+++ DATA UNDER STUDY

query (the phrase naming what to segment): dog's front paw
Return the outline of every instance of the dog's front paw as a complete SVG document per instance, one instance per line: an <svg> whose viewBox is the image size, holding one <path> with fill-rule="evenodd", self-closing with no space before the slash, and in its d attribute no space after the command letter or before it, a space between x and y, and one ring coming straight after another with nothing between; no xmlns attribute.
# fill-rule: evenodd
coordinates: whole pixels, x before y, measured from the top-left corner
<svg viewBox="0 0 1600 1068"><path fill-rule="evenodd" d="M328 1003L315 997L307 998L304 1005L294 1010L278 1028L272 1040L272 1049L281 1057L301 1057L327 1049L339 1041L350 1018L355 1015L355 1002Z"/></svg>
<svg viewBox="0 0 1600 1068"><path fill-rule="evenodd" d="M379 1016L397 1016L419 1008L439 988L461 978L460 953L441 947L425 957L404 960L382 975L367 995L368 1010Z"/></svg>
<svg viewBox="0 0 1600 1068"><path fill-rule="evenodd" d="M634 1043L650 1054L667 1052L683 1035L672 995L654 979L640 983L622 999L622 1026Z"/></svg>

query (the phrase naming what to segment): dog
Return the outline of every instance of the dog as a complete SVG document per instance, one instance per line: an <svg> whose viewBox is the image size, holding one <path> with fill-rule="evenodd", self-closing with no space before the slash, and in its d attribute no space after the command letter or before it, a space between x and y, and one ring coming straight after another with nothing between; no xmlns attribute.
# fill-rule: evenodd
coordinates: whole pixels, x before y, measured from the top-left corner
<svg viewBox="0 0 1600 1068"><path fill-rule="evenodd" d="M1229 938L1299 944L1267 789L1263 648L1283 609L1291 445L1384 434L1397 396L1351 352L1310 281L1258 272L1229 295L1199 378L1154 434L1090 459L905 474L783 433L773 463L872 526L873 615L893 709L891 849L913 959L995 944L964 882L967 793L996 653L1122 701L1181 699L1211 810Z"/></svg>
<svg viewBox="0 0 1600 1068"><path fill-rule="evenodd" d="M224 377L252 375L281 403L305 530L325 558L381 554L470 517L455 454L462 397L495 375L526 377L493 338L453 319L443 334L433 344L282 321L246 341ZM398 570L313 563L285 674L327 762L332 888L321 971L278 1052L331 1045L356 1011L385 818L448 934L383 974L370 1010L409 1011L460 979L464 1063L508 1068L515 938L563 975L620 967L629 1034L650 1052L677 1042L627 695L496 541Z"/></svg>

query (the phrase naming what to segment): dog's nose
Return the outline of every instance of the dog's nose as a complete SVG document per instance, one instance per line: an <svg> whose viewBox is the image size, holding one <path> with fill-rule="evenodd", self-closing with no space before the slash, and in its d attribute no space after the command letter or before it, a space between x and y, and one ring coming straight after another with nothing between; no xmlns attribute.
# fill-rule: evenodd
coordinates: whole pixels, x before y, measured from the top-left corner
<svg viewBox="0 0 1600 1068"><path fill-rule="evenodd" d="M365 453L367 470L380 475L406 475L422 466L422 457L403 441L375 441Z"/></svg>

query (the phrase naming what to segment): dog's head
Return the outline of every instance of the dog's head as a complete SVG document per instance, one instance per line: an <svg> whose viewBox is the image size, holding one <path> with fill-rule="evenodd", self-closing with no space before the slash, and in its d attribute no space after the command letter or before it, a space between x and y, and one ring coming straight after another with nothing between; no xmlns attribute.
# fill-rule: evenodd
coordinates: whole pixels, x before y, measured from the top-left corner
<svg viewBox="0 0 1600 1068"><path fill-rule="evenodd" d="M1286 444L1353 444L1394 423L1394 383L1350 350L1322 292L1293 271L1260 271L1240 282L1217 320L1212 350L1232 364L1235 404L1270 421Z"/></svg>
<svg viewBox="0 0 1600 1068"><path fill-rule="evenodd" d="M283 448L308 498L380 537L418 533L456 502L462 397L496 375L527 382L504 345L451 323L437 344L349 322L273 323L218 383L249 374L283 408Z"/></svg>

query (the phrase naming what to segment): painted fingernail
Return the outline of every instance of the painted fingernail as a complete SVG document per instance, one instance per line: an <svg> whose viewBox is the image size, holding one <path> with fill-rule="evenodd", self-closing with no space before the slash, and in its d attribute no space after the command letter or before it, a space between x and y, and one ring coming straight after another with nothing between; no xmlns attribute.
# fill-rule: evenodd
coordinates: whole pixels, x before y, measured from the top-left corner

++++++

WHAT IS BEING ASKED
Using the entries above, work out the number of lines that hold the word "naming" and write it with no other words.

OUTPUT OF THE TASK
5